Using the text on California seabirds, state the primary recreational impacts on seabirds.

§ **DOCUMENT SECTION**:
+===+

California seabirds face a variety of threats, including exotic predators, habitat change, oil and chemical pollution, domoic acid poisoning, changes in prey resources, commercial and recreational fishing gear interactions, and human disturbances of roosting sites and breeding colonies. Many would not think seabirds are in trouble, especially when plenty of gulls appear at the beach. But gulls are excellent scavengers that take advantage of the increasing amount of human garbage. Although brown pelican restoration has been successful, many other California breeding species are declining. As California's human population grows, more people recreate in the marine environment, and this affects all of the wildlife in the marine ecosystem. Primary recreational impacts on seabirds are through fishing gear interactions and breeding colony and roost site disturbances.
Fishing interaction problems
Most avid recreational anglers have at some point interacted with seabirds. Seabirds often eat the same fish being targeted or may be attracted to bait at the end of the line. As a result, birds become accidentally hooked or entangled. Breaking an entangled line does not resolve the situation. The seabird may fly away, but the story does not end there.

+===+

§ **DATA EXCERPTS**:

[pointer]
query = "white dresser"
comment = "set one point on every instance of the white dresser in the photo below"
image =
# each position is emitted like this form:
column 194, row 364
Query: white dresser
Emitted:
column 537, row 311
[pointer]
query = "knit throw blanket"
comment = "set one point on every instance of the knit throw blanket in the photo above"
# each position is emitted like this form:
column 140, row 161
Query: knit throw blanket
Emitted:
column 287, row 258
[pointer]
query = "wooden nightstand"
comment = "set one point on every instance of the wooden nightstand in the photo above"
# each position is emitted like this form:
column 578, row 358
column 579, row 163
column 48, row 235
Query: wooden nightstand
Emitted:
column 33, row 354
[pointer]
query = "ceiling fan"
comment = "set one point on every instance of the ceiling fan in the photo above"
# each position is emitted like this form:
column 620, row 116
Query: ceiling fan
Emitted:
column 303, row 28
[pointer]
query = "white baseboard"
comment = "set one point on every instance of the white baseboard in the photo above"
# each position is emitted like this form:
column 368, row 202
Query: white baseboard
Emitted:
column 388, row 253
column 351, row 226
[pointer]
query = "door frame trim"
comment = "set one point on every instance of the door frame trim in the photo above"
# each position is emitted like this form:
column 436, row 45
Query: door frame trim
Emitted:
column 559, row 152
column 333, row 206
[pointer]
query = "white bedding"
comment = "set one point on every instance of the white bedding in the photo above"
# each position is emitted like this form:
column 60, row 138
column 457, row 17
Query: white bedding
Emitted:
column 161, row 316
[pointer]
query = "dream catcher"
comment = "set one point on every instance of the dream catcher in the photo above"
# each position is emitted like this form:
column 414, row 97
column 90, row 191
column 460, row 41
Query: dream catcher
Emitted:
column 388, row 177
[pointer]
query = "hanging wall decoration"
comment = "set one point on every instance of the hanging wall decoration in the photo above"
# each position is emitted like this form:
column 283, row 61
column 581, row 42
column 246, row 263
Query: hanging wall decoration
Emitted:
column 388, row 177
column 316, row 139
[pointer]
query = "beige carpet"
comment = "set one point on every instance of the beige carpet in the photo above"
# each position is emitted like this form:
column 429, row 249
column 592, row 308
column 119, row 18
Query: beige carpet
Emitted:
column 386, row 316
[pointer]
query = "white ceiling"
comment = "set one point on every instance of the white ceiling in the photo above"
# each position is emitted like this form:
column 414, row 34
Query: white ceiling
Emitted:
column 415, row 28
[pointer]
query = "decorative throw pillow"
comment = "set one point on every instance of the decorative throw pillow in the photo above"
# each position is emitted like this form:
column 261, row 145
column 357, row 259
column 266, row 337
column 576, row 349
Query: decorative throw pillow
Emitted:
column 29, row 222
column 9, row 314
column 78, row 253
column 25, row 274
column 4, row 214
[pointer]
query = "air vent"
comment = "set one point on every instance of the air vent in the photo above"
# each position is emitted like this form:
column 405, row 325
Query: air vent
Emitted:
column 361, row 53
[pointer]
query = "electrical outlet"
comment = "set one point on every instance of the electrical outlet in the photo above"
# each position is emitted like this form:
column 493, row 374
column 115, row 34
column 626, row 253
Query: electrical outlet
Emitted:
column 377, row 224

+===+

§ **ANSWER BOX**: Fishing gear interactions and disturbances of breeding colonies and roost sites.